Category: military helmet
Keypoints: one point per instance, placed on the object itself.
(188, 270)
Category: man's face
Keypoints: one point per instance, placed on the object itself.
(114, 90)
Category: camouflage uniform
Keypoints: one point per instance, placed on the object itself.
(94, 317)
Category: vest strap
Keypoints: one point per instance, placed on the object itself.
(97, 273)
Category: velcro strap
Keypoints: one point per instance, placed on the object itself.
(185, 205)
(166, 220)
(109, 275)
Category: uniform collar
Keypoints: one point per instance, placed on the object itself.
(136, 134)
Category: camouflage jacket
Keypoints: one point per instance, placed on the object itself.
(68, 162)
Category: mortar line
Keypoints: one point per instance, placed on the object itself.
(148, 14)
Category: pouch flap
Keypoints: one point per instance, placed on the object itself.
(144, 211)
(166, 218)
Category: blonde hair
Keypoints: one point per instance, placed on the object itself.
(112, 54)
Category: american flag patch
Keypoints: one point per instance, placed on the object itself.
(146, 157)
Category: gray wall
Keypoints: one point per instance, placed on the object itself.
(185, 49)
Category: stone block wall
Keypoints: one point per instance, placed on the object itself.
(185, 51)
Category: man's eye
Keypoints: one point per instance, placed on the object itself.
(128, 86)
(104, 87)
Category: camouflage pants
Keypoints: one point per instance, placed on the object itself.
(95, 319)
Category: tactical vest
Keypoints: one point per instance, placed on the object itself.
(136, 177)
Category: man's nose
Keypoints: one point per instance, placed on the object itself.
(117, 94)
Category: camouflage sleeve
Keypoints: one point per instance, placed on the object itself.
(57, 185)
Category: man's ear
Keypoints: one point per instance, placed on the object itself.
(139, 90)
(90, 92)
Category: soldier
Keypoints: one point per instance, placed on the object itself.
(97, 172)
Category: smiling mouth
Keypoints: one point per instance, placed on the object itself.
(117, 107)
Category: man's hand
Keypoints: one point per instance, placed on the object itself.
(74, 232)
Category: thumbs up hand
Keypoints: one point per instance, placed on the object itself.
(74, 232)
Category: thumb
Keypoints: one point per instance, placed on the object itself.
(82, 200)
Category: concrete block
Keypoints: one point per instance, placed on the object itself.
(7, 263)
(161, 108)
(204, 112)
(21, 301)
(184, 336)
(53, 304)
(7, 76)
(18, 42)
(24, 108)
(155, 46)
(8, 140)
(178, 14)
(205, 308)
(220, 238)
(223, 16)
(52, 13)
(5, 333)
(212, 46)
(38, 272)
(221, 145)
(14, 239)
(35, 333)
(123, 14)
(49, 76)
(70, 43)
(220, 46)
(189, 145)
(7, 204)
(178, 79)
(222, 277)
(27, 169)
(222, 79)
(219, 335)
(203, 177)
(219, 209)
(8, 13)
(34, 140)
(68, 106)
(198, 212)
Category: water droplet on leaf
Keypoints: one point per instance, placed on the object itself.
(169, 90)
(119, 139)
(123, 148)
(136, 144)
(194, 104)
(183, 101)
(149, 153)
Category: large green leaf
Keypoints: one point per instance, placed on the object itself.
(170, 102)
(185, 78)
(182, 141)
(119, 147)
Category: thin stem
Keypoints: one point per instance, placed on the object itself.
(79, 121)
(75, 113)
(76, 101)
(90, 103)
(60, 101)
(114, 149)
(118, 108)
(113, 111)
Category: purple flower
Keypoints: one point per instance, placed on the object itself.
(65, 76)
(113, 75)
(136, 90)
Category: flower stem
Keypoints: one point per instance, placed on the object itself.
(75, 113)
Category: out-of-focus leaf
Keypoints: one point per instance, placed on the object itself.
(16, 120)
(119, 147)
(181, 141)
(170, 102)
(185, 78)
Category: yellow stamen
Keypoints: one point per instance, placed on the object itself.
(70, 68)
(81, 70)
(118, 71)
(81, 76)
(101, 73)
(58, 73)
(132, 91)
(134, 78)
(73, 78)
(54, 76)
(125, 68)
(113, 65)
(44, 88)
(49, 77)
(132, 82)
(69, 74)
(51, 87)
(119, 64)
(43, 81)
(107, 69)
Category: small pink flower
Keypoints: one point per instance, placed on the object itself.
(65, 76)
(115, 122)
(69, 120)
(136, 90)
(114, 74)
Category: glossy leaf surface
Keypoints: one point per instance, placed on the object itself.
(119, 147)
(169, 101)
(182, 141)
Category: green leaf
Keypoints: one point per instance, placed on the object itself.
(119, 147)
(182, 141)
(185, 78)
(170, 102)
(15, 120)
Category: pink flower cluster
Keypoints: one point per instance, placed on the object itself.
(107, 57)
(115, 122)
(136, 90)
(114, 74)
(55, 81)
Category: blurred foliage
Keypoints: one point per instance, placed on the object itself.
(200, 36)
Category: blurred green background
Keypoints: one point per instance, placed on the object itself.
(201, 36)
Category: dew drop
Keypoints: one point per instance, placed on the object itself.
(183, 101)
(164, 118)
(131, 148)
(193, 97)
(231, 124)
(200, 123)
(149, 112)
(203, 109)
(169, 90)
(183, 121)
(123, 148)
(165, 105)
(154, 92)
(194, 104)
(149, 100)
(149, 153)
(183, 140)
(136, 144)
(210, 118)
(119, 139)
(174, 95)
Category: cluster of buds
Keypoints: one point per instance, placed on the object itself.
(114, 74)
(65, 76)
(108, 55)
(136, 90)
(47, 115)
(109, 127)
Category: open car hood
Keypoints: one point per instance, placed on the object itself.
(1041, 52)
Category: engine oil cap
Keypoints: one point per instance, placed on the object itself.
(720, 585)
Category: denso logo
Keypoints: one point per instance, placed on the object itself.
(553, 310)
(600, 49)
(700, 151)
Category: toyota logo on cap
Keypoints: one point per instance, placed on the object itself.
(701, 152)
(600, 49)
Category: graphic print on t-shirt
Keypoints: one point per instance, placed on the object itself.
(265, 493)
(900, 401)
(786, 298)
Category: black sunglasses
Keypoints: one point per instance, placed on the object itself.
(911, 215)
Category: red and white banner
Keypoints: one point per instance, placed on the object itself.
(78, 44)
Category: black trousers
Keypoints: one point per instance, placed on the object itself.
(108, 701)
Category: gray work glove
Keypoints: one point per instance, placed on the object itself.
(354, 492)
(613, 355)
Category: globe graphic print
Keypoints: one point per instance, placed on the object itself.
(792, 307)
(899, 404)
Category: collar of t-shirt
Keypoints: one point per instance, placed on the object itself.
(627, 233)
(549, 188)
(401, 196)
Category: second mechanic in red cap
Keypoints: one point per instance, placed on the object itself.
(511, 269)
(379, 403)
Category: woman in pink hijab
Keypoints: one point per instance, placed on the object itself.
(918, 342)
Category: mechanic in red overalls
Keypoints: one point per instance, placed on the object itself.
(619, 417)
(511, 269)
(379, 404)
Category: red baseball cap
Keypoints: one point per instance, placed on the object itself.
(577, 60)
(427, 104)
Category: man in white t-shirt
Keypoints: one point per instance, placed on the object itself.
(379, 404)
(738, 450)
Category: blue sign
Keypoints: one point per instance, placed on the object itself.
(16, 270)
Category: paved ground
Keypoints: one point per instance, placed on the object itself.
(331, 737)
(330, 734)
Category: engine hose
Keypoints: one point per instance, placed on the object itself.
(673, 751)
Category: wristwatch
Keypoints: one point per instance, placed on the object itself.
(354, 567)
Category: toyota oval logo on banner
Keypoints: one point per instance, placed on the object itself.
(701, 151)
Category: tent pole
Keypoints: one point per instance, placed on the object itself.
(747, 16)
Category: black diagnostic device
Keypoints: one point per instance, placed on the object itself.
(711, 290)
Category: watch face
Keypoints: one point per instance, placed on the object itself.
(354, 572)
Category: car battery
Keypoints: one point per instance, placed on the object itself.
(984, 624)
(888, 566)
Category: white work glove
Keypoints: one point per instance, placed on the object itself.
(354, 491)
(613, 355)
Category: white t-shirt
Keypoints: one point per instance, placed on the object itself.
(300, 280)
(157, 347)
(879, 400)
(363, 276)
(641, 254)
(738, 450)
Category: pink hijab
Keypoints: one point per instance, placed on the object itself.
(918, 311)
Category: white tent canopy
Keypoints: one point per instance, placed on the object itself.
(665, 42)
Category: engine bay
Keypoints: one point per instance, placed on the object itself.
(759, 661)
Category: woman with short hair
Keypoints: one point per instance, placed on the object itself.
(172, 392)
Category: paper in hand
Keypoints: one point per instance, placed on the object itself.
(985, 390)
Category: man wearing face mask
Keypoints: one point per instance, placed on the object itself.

====

-- EXERCISE REQUIREMENTS --
Look above for the line containing "Category: white t-shirt"; copy from it through the last line, exactly, and nothing more.

-- ANSWER TO THE TASK --
Category: white t-shirt
Keypoints: one point per instance, placed on the object itself.
(300, 280)
(157, 347)
(879, 400)
(363, 276)
(641, 254)
(738, 450)
Category: pink hijab
Keypoints: one point per instance, placed on the object itself.
(918, 311)
Category: white tent canopy
Keypoints: one point per instance, placed on the object itself.
(665, 42)
Category: engine bay
Keypoints: one point per instance, placed on the object itself.
(759, 661)
Category: woman with short hair
Keypoints: one point per instance, placed on the object itself.
(172, 392)
Category: paper in hand
Keypoints: one point per instance, placed on the object itself.
(985, 390)
Category: man wearing face mask
Keypoints: one point per instance, placed on the object itself.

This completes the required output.